=== Document segment ===

The Freshman is a 1925 American silentcomedy film that tells the story of a college freshman trying to become popular by joining the school football team. It stars Harold Lloyd, Jobyna Ralston, Brooks Benedict, and James Anderson. It remains one of Lloyd's most successful and enduring films. When the film opened on September 20 at the B.S. Moss Colony Theater on Broadway, Broderick & Felsen's production of Campus Capers was the opening act which was engaged for the full ten weeks of the film's run.
In 1990, The Freshman was selected for preservation in the United States National Film Registry by the Library of Congress as being "culturally, historically, or aesthetically significant," added in the second year of voting and one of the first 50 films to receive the honor.[3]
Plot
Harold Lamb (Harold Lloyd), a bright-eyed but naive young man, enrolls at Tate University. On the train there, he meets Peggy (Jobyna Ralston). They are attracted to each other.
Harold decides that the best way to ensure his popularity at school is to emulate his movie idol, The College Hero, down to mimicking a little jig he does before greeting anyone, and taking his nickname, "Speedy." However, the College Cad (Brooks Benedict) quickly makes him the butt of an ongoing joke, of which the freshman remains blissfully unaware. Harold thinks he is popular, when in fact he is the laughingstock of the whole school. His only real friend is Peggy, who turns out to be his landlady's daughter. She is described in one of the film's title cards as "the kind of girl your mother must have been."
He tries out for the football team. The coach (Pat Harmon) is unimpressed, but as Harold has damaged their only practice tackle dummy, the coach uses him in its place. At the end of practice, though, he approves of Harold's enthusiasm (undiminished after repeated tackling). The coach is about to dismiss the freshman when Chet Trask (James Anderson), the captain and star of the team, suggests making him their water boy, while letting him think he has made the squad.
Harold is persuaded to host the annual "Fall Frolic" dance. His tailor is late making his suit; with the dance well underway, it is barely being held together by basting stitches, but Harold puts it on and hopes for the best. During the party, his clothes start to fall apart, despite the efforts of the tailor (hiding in a side room) to effect repairs. When Harold sees the College Cad being too forward with Peggy, working as a hatcheck girl, Harold knocks him down. The incensed Cad then tells him just what everyone really thinks of him. Peggy advises him to stop putting on an act and be himself.

===

Decide whether each statement agrees with the text about The Freshman. Answer yes or no and quote the deciding words from the text.
1. The Freshman was chosen for the National Film Registry in 1990.
2. The coach is impressed with Harold when he tries out for the football team.
3. Peggy is the daughter of Harold's landlady.

=== Data shown ===

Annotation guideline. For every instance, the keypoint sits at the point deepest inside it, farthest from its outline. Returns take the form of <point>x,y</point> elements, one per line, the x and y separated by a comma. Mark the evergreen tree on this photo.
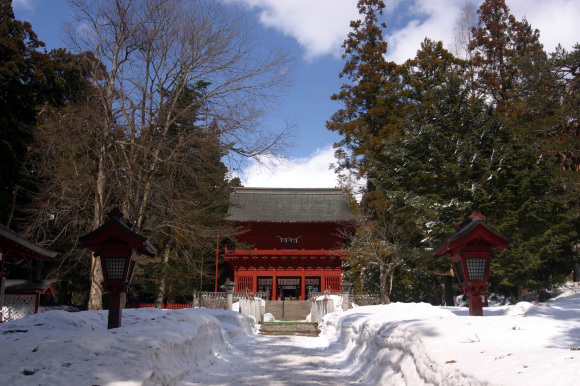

===

#### Exercise result:
1. Yes: "In 1990, The Freshman was selected for preservation in the United States National Film Registry"
2. No: "The coach (Pat Harmon) is unimpressed"
3. Yes: "who turns out to be his landlady's daughter"